*INSTRUCTION*.
Transcribe every entry word for word. Skip the pictures.

** Start of RECORDED INFORMATION **

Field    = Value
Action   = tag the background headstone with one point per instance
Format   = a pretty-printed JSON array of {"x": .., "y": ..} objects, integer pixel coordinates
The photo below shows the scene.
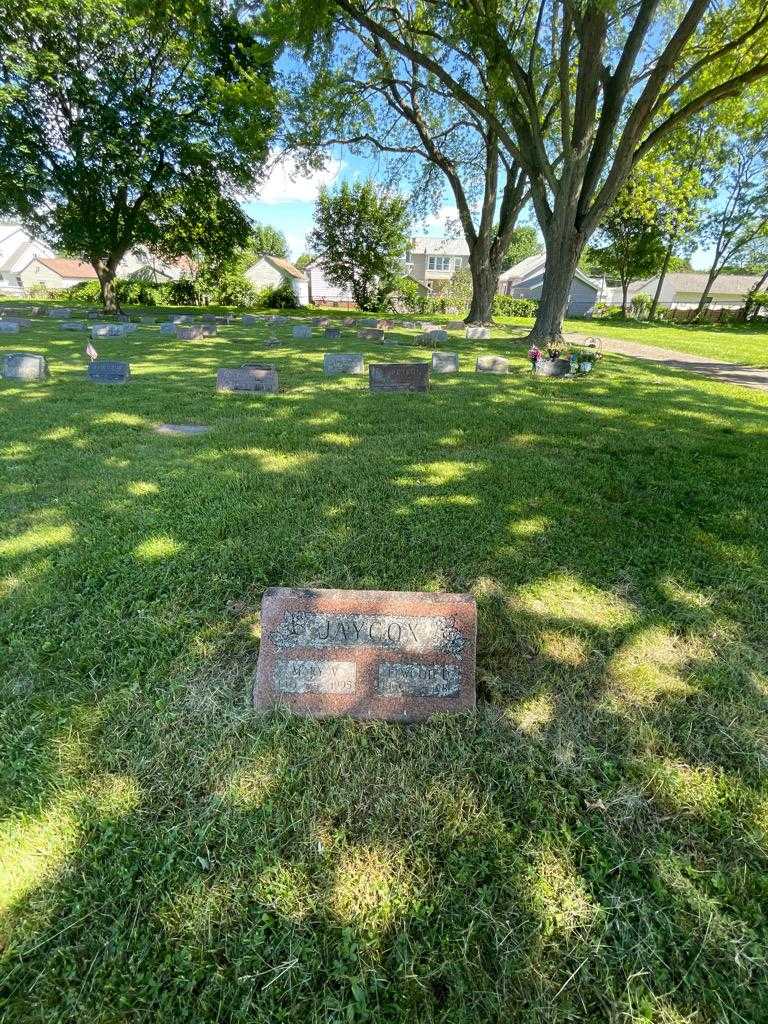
[
  {"x": 370, "y": 654},
  {"x": 189, "y": 332},
  {"x": 492, "y": 365},
  {"x": 434, "y": 336},
  {"x": 444, "y": 363},
  {"x": 109, "y": 372},
  {"x": 335, "y": 364},
  {"x": 247, "y": 379},
  {"x": 25, "y": 367},
  {"x": 398, "y": 376}
]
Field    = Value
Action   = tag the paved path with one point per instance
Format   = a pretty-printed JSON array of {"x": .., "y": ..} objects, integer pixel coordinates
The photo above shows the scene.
[{"x": 732, "y": 373}]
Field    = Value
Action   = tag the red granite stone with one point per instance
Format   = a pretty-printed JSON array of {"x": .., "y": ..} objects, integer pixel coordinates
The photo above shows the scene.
[{"x": 370, "y": 654}]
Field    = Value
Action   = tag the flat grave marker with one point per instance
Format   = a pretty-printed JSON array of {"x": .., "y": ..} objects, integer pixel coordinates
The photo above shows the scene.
[
  {"x": 444, "y": 363},
  {"x": 371, "y": 654},
  {"x": 109, "y": 372},
  {"x": 336, "y": 364},
  {"x": 398, "y": 376},
  {"x": 181, "y": 429},
  {"x": 247, "y": 379},
  {"x": 25, "y": 367},
  {"x": 492, "y": 365}
]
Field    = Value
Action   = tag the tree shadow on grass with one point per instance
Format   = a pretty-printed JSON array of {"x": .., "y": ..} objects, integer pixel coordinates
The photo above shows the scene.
[{"x": 588, "y": 846}]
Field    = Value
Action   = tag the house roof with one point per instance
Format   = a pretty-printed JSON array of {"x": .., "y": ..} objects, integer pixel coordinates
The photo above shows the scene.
[
  {"x": 285, "y": 266},
  {"x": 725, "y": 284},
  {"x": 426, "y": 245},
  {"x": 535, "y": 264},
  {"x": 68, "y": 267}
]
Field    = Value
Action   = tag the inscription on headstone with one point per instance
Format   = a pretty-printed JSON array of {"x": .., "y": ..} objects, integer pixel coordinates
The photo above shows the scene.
[
  {"x": 444, "y": 363},
  {"x": 371, "y": 654},
  {"x": 492, "y": 365},
  {"x": 247, "y": 379},
  {"x": 109, "y": 372},
  {"x": 25, "y": 367},
  {"x": 343, "y": 363},
  {"x": 398, "y": 376}
]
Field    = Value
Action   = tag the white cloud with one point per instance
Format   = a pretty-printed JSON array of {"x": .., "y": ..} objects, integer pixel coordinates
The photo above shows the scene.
[{"x": 288, "y": 183}]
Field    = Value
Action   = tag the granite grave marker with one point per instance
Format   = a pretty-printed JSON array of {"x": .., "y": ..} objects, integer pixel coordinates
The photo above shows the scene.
[
  {"x": 398, "y": 376},
  {"x": 492, "y": 365},
  {"x": 247, "y": 379},
  {"x": 444, "y": 363},
  {"x": 335, "y": 364},
  {"x": 25, "y": 367},
  {"x": 370, "y": 654},
  {"x": 109, "y": 372}
]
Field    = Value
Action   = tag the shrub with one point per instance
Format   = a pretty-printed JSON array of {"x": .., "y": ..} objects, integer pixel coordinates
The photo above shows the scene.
[
  {"x": 640, "y": 305},
  {"x": 85, "y": 291},
  {"x": 510, "y": 305},
  {"x": 182, "y": 292},
  {"x": 604, "y": 311}
]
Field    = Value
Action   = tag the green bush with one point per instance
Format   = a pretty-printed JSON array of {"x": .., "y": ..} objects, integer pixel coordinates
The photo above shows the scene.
[
  {"x": 510, "y": 305},
  {"x": 604, "y": 311},
  {"x": 640, "y": 305},
  {"x": 182, "y": 293}
]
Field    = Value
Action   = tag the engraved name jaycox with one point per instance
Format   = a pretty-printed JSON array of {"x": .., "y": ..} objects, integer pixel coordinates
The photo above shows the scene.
[{"x": 410, "y": 633}]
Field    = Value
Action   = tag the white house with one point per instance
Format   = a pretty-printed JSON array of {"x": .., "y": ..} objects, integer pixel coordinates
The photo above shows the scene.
[
  {"x": 684, "y": 290},
  {"x": 322, "y": 292},
  {"x": 55, "y": 272},
  {"x": 433, "y": 262},
  {"x": 271, "y": 271},
  {"x": 524, "y": 282},
  {"x": 17, "y": 249}
]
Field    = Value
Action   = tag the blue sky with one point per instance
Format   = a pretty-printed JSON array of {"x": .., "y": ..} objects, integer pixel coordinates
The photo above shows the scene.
[{"x": 287, "y": 197}]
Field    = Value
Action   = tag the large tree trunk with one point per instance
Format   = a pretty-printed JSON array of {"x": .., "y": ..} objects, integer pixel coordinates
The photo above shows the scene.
[
  {"x": 662, "y": 275},
  {"x": 107, "y": 276},
  {"x": 485, "y": 268},
  {"x": 563, "y": 250},
  {"x": 747, "y": 309},
  {"x": 706, "y": 294}
]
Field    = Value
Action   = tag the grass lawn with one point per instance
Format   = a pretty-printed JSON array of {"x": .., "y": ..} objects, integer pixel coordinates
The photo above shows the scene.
[
  {"x": 590, "y": 846},
  {"x": 732, "y": 343}
]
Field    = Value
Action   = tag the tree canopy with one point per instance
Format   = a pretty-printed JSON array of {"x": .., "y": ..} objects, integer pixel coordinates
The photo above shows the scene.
[
  {"x": 360, "y": 235},
  {"x": 124, "y": 123},
  {"x": 577, "y": 94}
]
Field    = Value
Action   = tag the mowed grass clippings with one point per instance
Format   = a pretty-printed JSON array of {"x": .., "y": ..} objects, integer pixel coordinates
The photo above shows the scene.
[{"x": 590, "y": 846}]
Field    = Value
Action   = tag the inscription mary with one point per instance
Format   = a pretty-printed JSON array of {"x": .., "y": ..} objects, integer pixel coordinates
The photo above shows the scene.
[
  {"x": 314, "y": 677},
  {"x": 407, "y": 633}
]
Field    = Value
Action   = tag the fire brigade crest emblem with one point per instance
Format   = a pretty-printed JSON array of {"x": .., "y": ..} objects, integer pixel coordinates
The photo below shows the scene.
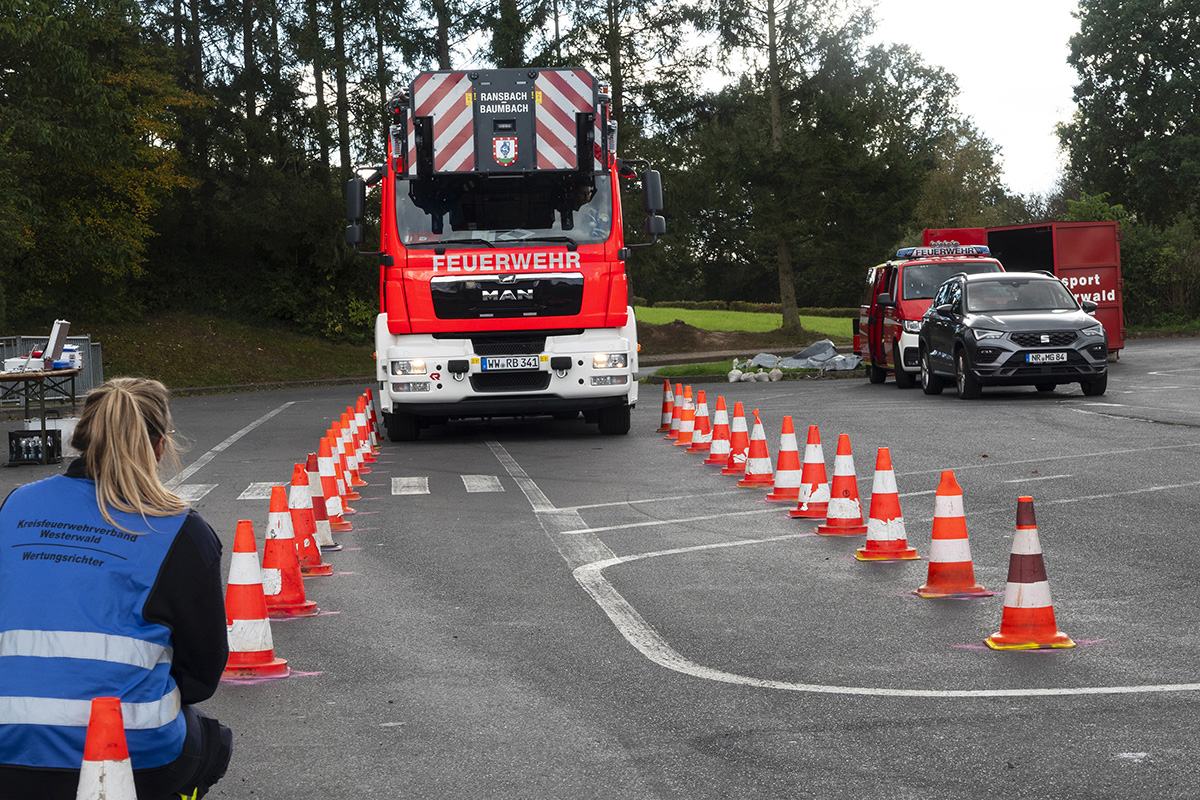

** End of RECORDED INFORMATION **

*WRITTEN SOLUTION*.
Field    = Value
Action   = tag the background headstone with one point per instance
Format   = a pretty-printed JSON array of {"x": .., "y": ..} objects, integer pixel coordinates
The photo below shows the scene.
[
  {"x": 370, "y": 654},
  {"x": 189, "y": 332},
  {"x": 492, "y": 365},
  {"x": 434, "y": 336},
  {"x": 444, "y": 363},
  {"x": 109, "y": 372},
  {"x": 335, "y": 364},
  {"x": 247, "y": 379},
  {"x": 25, "y": 367},
  {"x": 398, "y": 376}
]
Field    = Value
Action   = tag the paved path with one point per instance
Format   = a pretty-printed JSON array of {"x": .., "y": ..} objects, integer pixel coordinates
The photo above shows the scene.
[{"x": 732, "y": 373}]
Field    = Value
Action   = tag the red granite stone with one point per instance
Format   = a pretty-printed JSON array of {"x": .., "y": ..} objects, integer pixel coordinates
The photo above shows the scene.
[{"x": 370, "y": 654}]
Field    = Value
Action   = tag the flat grave marker with one point per instance
Format   = a pretty-printed JSON array of {"x": .., "y": ..} objects, integer pixel coordinates
The photo above shows the scene.
[
  {"x": 444, "y": 363},
  {"x": 371, "y": 654},
  {"x": 109, "y": 372},
  {"x": 336, "y": 364},
  {"x": 398, "y": 376},
  {"x": 181, "y": 429},
  {"x": 247, "y": 379},
  {"x": 25, "y": 367},
  {"x": 492, "y": 365}
]
Field    = Value
Action   = tag the tree shadow on grass with one point per instance
Format   = a pretty-printed JSON array of {"x": .., "y": ..} objects, integer pixel coordinates
The photo above shows the scene.
[{"x": 588, "y": 846}]
Field    = Value
Action   = tag the house roof with one point per instance
Format   = a pretty-printed JSON array of {"x": .., "y": ..} objects, integer pixel coordinates
The photo above shows the scene.
[
  {"x": 285, "y": 266},
  {"x": 725, "y": 284},
  {"x": 426, "y": 245},
  {"x": 535, "y": 264},
  {"x": 68, "y": 267}
]
Field    = Value
Action   = tag the inscription on headstone with one point per instance
Format   = a pretty-printed JSON array of {"x": .., "y": ..} objects, integer pixel coordinates
The photo above shows the scene.
[
  {"x": 444, "y": 363},
  {"x": 371, "y": 654},
  {"x": 492, "y": 365},
  {"x": 247, "y": 379},
  {"x": 109, "y": 372},
  {"x": 25, "y": 367},
  {"x": 343, "y": 363},
  {"x": 398, "y": 376}
]
Field    = Value
Action   = tag the white cloud with one point per instance
Format   = a pretty-printed JSON array of {"x": .., "y": ..} objects, integer pixel coordinates
The photo above shows the scene.
[{"x": 288, "y": 183}]
Field    = Value
Action   = tag the granite grave marker with one point per instance
Format   = a pretty-printed JSON array of {"x": .., "y": ..} objects, integer pixel coordinates
The photo above shows the scene.
[
  {"x": 398, "y": 376},
  {"x": 492, "y": 365},
  {"x": 247, "y": 379},
  {"x": 444, "y": 363},
  {"x": 335, "y": 364},
  {"x": 25, "y": 367},
  {"x": 370, "y": 654},
  {"x": 109, "y": 372}
]
Field    = Value
Action   = tag the shrub with one point per instance
Format   = a pretty-printed JSON array of {"x": .., "y": ..} objects, integer pixel coordinates
The photo above shows the scene.
[
  {"x": 640, "y": 305},
  {"x": 85, "y": 291},
  {"x": 510, "y": 305},
  {"x": 182, "y": 292},
  {"x": 604, "y": 311}
]
Field    = Value
Action   = tag the green bush with one point per instance
Format   = a pretty-printed JSON array of {"x": .., "y": ..} objects, integer pixel coordinates
The photo above shows the scene.
[
  {"x": 510, "y": 305},
  {"x": 604, "y": 311},
  {"x": 640, "y": 305},
  {"x": 182, "y": 293}
]
Field    = Value
Action   = tag the engraved name jaycox with one point per instance
Format   = a pretty-printed JSON array of {"x": .., "y": ..} objects, integer pixel coordinates
The photo above shows the scene.
[{"x": 410, "y": 633}]
Field    = Value
Action   = tag the white house with one point per instance
Format   = a pretty-printed JSON array of {"x": .., "y": ..} objects, integer pixel coordinates
The photo above shows the scene.
[
  {"x": 684, "y": 290},
  {"x": 322, "y": 292},
  {"x": 55, "y": 272},
  {"x": 433, "y": 262},
  {"x": 271, "y": 271},
  {"x": 524, "y": 282},
  {"x": 17, "y": 249}
]
Field    = Value
Action   = tag the blue sky with one point per instance
Format   = a pretty-printed JSON array of {"x": .., "y": ..} objects, integer pixel coordinates
The photo above shows the scene.
[{"x": 287, "y": 197}]
Field    = Value
Action   = tag the large tree trunk with one point per instance
Format   = a pretty-printed JSON array of {"x": .., "y": ..} objects, integer pixel coordinates
The photo above shows the scene.
[
  {"x": 662, "y": 275},
  {"x": 107, "y": 276},
  {"x": 485, "y": 268},
  {"x": 563, "y": 250},
  {"x": 747, "y": 309},
  {"x": 706, "y": 294}
]
Field    = Value
Action   = tag the grass lawn with one point per instance
Format   = a pretty-printed JSON array of {"x": .., "y": ..} objects, integer pixel coordinates
The photo above shows the scene.
[
  {"x": 590, "y": 846},
  {"x": 732, "y": 343}
]
Field    = Value
Action   = tag the tree canopy with one point per instance
Format   = a pretty-printed JSON array of {"x": .., "y": ..} objects, integer pixel coordinates
The photo above shows the scene.
[
  {"x": 360, "y": 235},
  {"x": 124, "y": 123},
  {"x": 577, "y": 94}
]
Field    = Value
Action   = tag the mowed grass clippings with one point per instance
Format   = a pretty-printed JSON array of {"x": .., "y": ..} objects, integer pixel coordinates
The photo above shows the scene.
[{"x": 590, "y": 846}]
Field    = Value
Action   = tag the inscription mary with one point per instance
Format   = a pretty-printed JSON array of {"x": .., "y": ..} objects, integer pixel coordinates
The photo above shows the scene.
[
  {"x": 314, "y": 677},
  {"x": 407, "y": 633}
]
Field    = Value
Action   = tag the fire brigade crest emblem with one point per instance
Format   = a pretty-printed JSON array of {"x": .., "y": ..} objects, integer pixel coordinates
The photo below shows the scene.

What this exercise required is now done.